— TEXTE PRÉSENTÉ —
%%

L’Union syndicale suisse (USS) a fait le point, lundi à Berne, sur l’évolution des salaires et du revenu disponible en Suisse. Le rapport 2015, présenté hier, basé sur des statistiques à fin 2012, montre que l’écart entre bas et hauts salaires se creuse. Les assurances sociales et la fiscalité ne parviennent pas à compenser cet élargissement du fossé entre riches et pauvres, selon les auteurs de l’étude, parmi lesquels Daniel Lampart, économiste en chef de l’USS.
«La Suisse a perdu sa boussole sociale au cours de ces vingt dernières années. Il est temps de corriger ces dérives», déclare Paul Rechsteiner, président de l’USS. La centrale syndicale demande une revalorisation des bas salaires, une nette augmentation des subventions des primes des caisses maladie et l’augmentation des rentes AVS. L’USS relève que le maintien de 60% de l’ancien revenu n’est généralement pas atteint dès 65 ans en cumulant rente AVS et 2e pilier (prévoyance professionnelle).

%%

— CONSIGNE —
Recopiez le passage du texte sur les salaires qui s’ouvre sur les mots contenant « L’Union syndicale suisse » et se termine par « chef de l’USS. », en remplaçant « salaires » par « rémunérations ».

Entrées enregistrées
%%

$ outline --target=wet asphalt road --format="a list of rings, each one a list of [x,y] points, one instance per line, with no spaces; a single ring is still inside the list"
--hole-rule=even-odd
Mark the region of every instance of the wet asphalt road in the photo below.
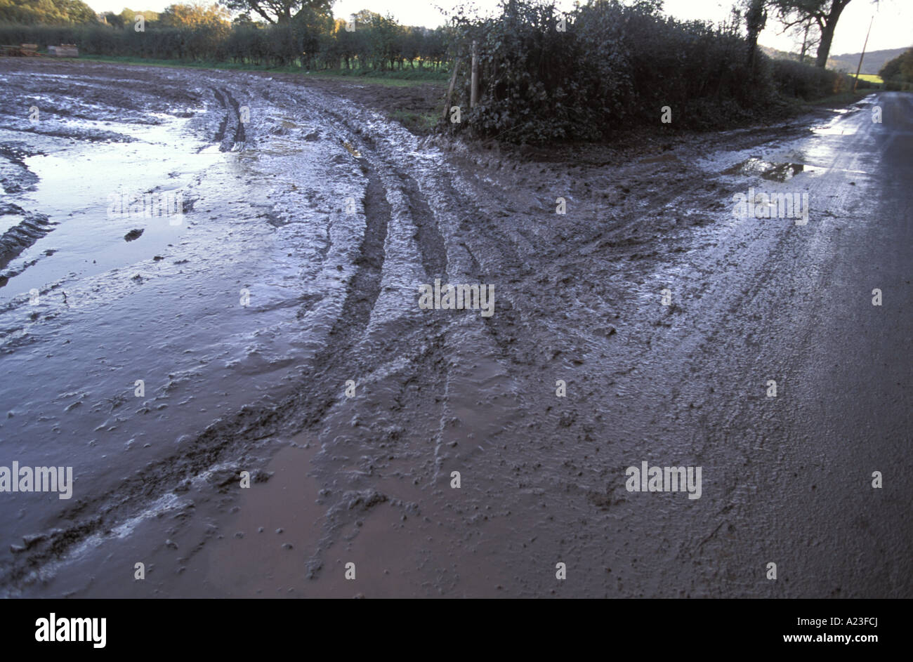
[[[294,79],[66,75],[167,78],[205,108],[188,135],[226,153],[174,175],[196,178],[195,203],[180,244],[148,246],[163,260],[71,274],[51,291],[75,310],[25,326],[24,300],[2,311],[4,369],[39,375],[5,402],[5,457],[62,454],[89,478],[72,504],[16,495],[9,594],[913,594],[910,95],[658,154],[537,160],[420,142]],[[736,217],[750,190],[807,195],[808,224]],[[25,268],[56,232],[20,278],[59,278]],[[202,268],[173,267],[188,258]],[[436,278],[493,285],[494,314],[420,310]],[[115,371],[152,310],[155,352]],[[140,368],[167,374],[149,402],[87,411]],[[232,411],[210,425],[214,409]],[[629,491],[642,462],[699,467],[700,498]],[[241,470],[269,478],[238,489]]]

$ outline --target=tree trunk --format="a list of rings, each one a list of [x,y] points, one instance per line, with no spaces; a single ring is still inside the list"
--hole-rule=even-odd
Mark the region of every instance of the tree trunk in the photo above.
[[[821,28],[821,44],[818,45],[818,57],[814,66],[818,68],[827,67],[827,57],[831,54],[831,42],[834,41],[834,30],[837,26],[837,19],[850,0],[832,0],[831,12],[824,18],[824,26]]]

%%

— VOTRE RÉPONSE —
L’Union syndicale suisse (USS) a fait le point, lundi à Berne, sur l’évolution des rémunérations et du revenu disponible en Suisse. Le rapport 2015, présenté hier, basé sur des statistiques à fin 2012, montre que l’écart entre bas et hauts rémunérations se creuse. Les assurances sociales et la fiscalité ne parviennent pas à compenser cet élargissement du fossé entre riches et pauvres, selon les auteurs de l’étude, parmi lesquels Daniel Lampart, économiste en chef de l’USS.